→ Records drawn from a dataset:
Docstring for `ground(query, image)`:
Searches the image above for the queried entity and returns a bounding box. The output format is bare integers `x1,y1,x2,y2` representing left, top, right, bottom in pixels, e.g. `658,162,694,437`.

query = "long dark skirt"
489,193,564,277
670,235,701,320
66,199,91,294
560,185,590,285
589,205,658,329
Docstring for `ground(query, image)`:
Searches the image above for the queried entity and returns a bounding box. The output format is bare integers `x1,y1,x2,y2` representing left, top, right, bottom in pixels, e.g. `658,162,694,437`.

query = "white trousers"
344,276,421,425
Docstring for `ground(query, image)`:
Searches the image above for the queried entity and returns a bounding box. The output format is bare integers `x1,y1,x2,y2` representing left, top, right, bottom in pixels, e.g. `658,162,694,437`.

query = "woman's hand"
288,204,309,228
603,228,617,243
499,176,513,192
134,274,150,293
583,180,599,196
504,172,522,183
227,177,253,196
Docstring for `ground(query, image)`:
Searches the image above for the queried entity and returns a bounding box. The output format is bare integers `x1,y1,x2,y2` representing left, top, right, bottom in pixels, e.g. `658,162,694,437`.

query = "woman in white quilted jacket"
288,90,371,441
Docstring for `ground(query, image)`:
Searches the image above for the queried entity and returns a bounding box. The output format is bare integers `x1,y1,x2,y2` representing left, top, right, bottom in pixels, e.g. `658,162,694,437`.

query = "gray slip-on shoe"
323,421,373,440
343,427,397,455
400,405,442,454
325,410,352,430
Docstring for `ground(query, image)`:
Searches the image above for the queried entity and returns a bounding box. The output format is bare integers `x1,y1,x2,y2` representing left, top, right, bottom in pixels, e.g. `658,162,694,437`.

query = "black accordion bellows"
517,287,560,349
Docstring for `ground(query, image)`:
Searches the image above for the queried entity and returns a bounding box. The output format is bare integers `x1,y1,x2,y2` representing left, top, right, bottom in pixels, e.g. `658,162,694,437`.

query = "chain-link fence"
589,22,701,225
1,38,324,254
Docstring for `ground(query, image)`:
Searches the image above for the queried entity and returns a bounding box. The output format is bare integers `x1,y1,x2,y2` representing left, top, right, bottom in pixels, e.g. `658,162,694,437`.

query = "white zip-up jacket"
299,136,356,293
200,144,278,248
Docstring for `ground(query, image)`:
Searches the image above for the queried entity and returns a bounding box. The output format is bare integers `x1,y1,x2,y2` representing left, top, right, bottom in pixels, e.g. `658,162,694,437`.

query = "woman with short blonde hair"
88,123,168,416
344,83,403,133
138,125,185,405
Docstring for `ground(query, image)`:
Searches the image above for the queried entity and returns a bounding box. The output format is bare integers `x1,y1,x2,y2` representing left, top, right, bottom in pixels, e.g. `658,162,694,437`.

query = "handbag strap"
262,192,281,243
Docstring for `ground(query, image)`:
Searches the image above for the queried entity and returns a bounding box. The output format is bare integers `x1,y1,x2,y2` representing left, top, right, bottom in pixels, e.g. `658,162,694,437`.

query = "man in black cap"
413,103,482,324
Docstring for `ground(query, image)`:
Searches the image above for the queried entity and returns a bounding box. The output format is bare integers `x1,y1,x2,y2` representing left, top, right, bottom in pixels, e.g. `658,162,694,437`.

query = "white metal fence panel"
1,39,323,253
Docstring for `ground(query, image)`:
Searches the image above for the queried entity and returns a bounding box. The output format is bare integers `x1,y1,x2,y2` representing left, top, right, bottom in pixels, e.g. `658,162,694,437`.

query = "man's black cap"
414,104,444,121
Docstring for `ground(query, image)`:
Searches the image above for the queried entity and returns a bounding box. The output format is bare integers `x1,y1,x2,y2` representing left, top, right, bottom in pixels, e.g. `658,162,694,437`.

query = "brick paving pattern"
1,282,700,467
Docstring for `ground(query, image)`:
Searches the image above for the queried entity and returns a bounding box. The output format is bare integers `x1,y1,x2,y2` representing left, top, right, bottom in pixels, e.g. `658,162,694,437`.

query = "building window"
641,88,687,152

→ EXERCISE:
Please write out the data again exactly as it stands.

→ SOLUTION TO THIS TASK:
Docstring for `ground(query, image)`:
Searches the image above for the queried entity and returns a bounding box. The output format is bare integers `x1,y1,x2,y2` representing left, top, right, bottom in pixels, e.g. `658,162,694,437`.

query = "long dark skirt"
489,193,564,277
670,235,701,320
66,199,91,294
560,185,590,285
589,205,658,329
Docstring for `ground(query, image)`:
Searches the image above for the queried entity and returns a bounding box. The output format is bare integers `x1,y1,x2,y2` representing left, top, right, bottom in pixels, e.g. `658,162,694,437`.

query = "white trousers"
344,276,421,425
Docstring for `ground(query, image)`:
Searches the image above for the queried entity and returns a bounding box. The output format is bare integers `x1,y1,x2,y2` representing left, top, right, bottom in pixels, e.g. `658,162,694,437`.

query = "woman's hand"
288,204,309,228
603,228,617,243
499,176,513,192
134,274,150,293
583,180,599,196
504,172,522,183
227,177,253,196
Docstring for `ground(query, image)`:
Searches the image above for the queried entity and returns a bounding box. The output format is bare integers `x1,y1,x2,y2` representing left, top, right, bottom in pixels, e.g. `658,162,694,437`.

query = "woman in white quilted jacket"
288,90,371,441
Docstring for `ground(query, image)`:
Searches the image above for the queried entity and returns a bounding box. The output format is bare integers `x1,y1,x2,y2` representing left, top, right, bottom in pixels, e.g. `658,162,694,437`.

query = "gray slip-on shoe"
323,421,373,440
343,427,397,455
400,405,442,454
325,410,352,430
Docstring for `ground(query, image)`:
Searches the image above for the queried entity and returns a bounding box. The output format is bare integers `x1,y1,x2,y2` representing left, top, right, bottom in pixels, e.g. `658,162,694,437`.

query = "black accordion bellows"
517,287,560,349
Docstring for `ground(query, image)`:
Searches the image above for the queried entity and returns a bounding box. The output format is bare integers `x1,y1,x2,y2` representing left, top, right, bottom in pixels, e.g. `658,162,694,437`.

query = "chain-link fence"
589,22,701,225
1,38,324,254
Docstring for `ground(query, image)`:
Searches the image above for the queried entity and returns a bounding box. The output format is bare integers `x1,y1,x2,y2` representing left, top, right, bottom in pixels, e.g. `658,162,694,437`.

query = "white zip-up jacket"
299,136,356,293
200,144,278,248
Docstring for `ground(query, image)`:
Searches the image above for the queried entity and returns a bounding box. The output format is bare integers `x1,y1,x2,y2` representing left, top, right, bottom in pixels, e.g. `658,162,694,437`.

query = "woman with short blonde hair"
88,123,168,416
344,83,403,133
138,125,185,405
Docstring for `ground(query, image)`:
Searches the image above for the queried entity and returns a bounding box. The output format is bare integers `x1,y1,x2,y2` representing left, top, right, bottom in pixels, e.g. `658,162,694,437`.

query = "handbag strap"
262,192,281,243
Docstring for `ground(query, image)`:
Searches the image above for the queried entity and returns a bounding box. The output format is bare integers `x1,y1,x2,y2` representing left, top, right, bottom in pixels, e.g. `658,162,694,437`.

query = "man in black cap"
413,103,482,324
Docstring for `ground(query, image)`:
Searches the image above for the queried entity and returns a bounding box. The output format is bare integers `x1,y1,x2,y2` representing left, top, right, bottom in pixels, e.g. `658,162,694,437`.

query = "white metal fence panel"
1,39,323,253
Docstring for `ground(query, image)`:
Searches the image above for the queried entity and returns a bounding box. The output format is bare integers `x1,y1,x2,y2` representing left, top, right, bottom in pixels, e.g. `658,162,694,437`.

query = "man's black cap"
414,104,444,121
Docstring for `ground(query, image)`:
Searches the image above for the queried entity and returns a bounding box. The output format is bare integers `x1,y1,x2,y2` representing left, top, right, bottom in pixels, e.g. `658,162,694,437`.

query = "brick paving pattern"
1,282,700,467
Docstring for `ground(query, image)`:
Searches the image above for the queried entity and returns a bounding box. The output format is bare integers `x1,y1,x2,y2` representing left, top, right, bottom in pixels, e.g. `658,162,694,437`.

query = "building window"
641,88,687,152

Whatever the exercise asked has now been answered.